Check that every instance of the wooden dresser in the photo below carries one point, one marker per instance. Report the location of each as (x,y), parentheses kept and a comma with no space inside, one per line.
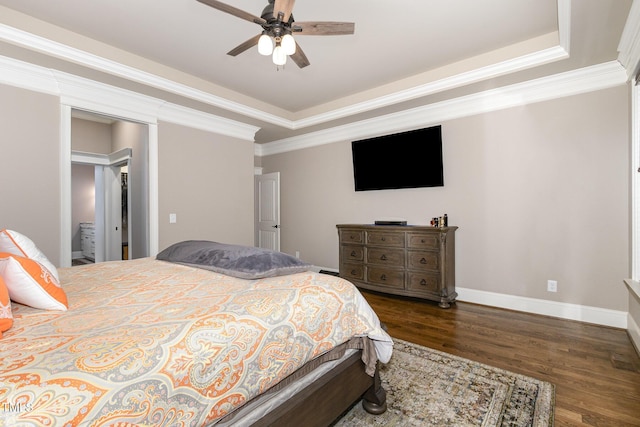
(415,261)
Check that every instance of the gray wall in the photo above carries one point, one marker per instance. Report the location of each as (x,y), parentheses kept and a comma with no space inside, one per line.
(539,192)
(30,170)
(207,179)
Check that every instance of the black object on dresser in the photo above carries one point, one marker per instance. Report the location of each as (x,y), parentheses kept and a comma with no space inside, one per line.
(415,261)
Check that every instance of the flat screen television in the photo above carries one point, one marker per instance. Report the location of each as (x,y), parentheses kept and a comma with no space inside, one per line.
(410,159)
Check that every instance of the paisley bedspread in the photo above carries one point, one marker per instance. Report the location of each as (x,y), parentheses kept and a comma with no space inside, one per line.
(150,343)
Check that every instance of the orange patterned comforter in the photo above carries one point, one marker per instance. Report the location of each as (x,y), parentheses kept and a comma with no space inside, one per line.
(146,342)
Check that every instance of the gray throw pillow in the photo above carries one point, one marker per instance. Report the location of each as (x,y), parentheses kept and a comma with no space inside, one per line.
(244,262)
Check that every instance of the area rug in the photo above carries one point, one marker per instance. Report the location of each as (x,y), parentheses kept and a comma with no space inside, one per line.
(426,387)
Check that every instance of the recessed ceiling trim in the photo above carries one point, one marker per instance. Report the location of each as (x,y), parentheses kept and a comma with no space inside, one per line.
(88,95)
(60,50)
(629,46)
(522,63)
(570,83)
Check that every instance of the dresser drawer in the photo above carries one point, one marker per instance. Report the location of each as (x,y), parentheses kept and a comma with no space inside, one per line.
(384,256)
(352,236)
(387,239)
(386,277)
(423,241)
(423,282)
(352,253)
(352,271)
(424,260)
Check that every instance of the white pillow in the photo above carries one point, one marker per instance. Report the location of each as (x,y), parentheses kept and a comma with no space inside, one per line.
(30,283)
(18,244)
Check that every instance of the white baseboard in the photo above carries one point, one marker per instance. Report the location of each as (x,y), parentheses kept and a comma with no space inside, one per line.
(633,330)
(582,313)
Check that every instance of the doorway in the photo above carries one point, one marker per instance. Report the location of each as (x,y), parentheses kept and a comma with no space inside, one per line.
(109,186)
(267,215)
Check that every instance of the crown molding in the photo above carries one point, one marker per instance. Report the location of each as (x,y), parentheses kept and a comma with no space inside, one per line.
(88,95)
(574,82)
(68,53)
(629,46)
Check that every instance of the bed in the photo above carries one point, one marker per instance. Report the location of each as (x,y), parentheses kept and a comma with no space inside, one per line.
(151,342)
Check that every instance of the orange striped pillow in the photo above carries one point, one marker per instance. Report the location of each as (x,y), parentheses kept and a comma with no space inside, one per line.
(30,283)
(6,319)
(19,244)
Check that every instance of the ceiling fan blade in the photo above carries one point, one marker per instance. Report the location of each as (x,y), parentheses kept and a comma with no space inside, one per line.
(244,46)
(299,57)
(284,6)
(318,28)
(233,11)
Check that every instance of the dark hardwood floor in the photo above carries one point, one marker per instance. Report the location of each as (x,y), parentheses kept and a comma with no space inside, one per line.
(596,369)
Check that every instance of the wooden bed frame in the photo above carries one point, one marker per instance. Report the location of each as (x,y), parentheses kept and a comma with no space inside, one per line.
(323,401)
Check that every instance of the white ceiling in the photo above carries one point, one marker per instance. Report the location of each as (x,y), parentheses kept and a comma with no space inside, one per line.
(397,44)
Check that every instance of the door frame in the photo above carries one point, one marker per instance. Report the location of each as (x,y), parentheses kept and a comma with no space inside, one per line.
(108,200)
(273,205)
(66,232)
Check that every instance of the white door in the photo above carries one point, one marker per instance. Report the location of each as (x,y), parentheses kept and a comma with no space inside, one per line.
(267,189)
(113,213)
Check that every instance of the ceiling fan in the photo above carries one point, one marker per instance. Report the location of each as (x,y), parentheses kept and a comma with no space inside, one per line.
(278,26)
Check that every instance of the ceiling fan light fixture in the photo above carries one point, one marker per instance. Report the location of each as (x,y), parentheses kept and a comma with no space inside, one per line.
(279,56)
(288,44)
(265,45)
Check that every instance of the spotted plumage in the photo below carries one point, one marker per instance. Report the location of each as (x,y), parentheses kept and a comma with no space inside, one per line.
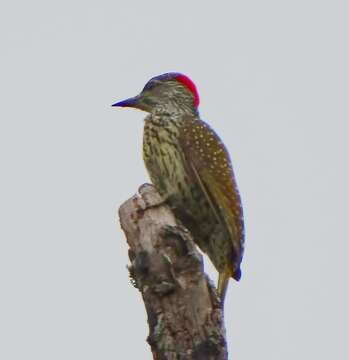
(191,168)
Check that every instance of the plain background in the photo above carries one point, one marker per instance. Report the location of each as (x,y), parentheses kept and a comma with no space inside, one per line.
(273,78)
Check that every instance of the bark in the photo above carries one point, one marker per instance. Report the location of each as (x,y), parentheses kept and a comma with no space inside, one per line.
(184,315)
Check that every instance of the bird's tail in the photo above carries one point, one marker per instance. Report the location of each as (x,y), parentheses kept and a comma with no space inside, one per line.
(223,281)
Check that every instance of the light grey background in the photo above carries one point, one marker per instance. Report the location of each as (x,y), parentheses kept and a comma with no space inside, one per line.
(273,78)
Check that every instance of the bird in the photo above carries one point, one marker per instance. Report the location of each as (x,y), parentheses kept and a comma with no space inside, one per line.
(191,168)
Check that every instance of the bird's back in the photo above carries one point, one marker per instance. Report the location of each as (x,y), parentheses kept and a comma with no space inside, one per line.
(191,169)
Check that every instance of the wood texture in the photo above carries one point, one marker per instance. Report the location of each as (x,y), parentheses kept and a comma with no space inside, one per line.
(184,315)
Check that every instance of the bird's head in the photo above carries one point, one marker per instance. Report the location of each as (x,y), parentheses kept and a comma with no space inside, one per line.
(170,92)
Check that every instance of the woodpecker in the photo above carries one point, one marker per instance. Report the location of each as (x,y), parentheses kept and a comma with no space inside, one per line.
(190,167)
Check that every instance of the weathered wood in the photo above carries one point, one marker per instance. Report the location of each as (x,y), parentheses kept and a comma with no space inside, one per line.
(184,315)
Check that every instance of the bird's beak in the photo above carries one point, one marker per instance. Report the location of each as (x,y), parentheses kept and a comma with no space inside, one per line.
(134,102)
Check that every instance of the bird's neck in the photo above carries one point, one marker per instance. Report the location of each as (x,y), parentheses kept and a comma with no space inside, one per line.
(175,110)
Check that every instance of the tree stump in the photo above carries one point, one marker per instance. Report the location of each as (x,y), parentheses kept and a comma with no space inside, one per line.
(184,314)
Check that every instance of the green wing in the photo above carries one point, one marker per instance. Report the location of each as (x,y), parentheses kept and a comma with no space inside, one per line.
(211,167)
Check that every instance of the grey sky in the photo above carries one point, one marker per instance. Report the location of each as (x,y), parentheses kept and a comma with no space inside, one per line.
(273,78)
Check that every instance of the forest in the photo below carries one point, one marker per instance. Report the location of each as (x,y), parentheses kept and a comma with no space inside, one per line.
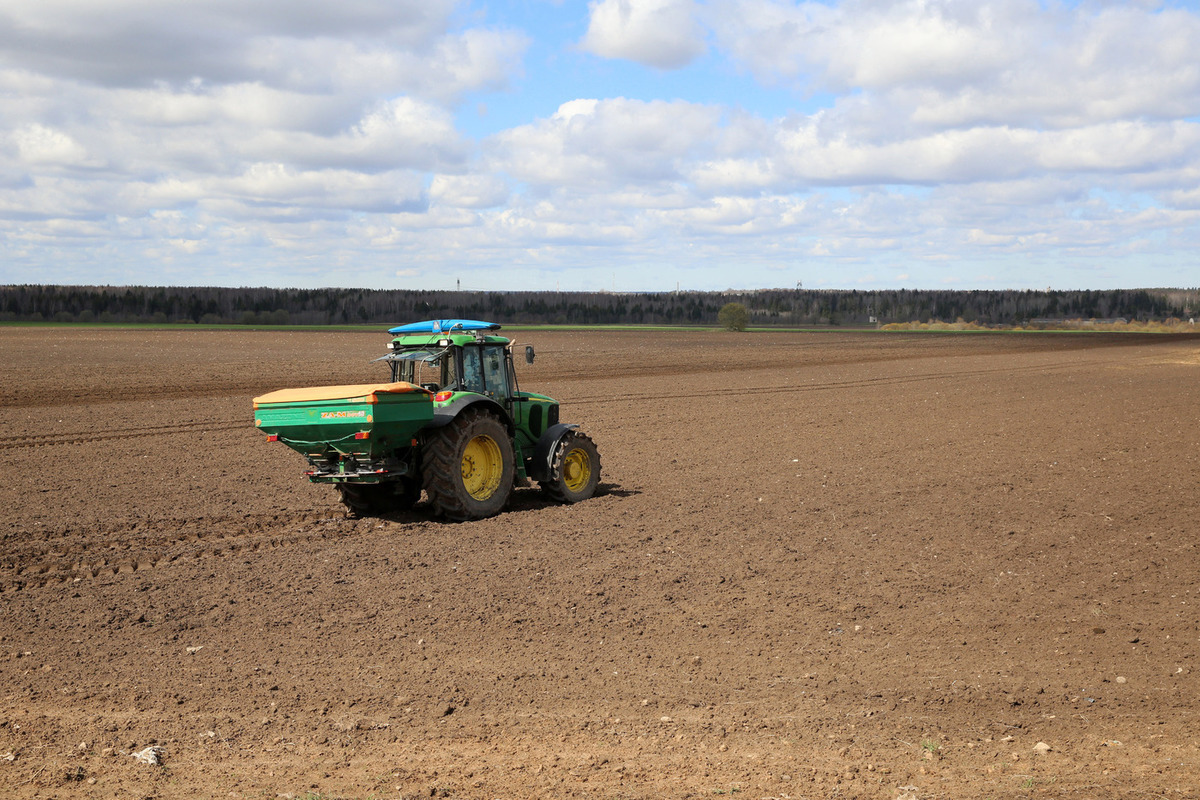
_ _ _ _
§ Problem statement:
Copy out, word for word, the lines from the one containing "Check that every instance of the tree" through the last of the lines above, including both ends and leaving out the pictures.

§ Solution below:
Check that every instance of the tree stump in the photo above carries one point, one marker per instance. Report the location of each as (x,y), parentheses kept and a comma with no space inside, one per line.
(184,314)
Check that every instance of the green wing in the photo above carries one point, one marker per instance. Report the location of each as (x,y), parentheses kept and a comma with no space inside, one per line.
(211,167)
Check that every instance of the grey sky in the photo above carries one point, one marker per instance. Report the location of each as (x,y), parentheses kept and a comma with no space inside, one per line.
(273,78)
Check that every instance of the forest in the photo below carries one point, one marker per instance. Report the location of each as (x,y), parentheses kept and a comma with no space inside, one per line.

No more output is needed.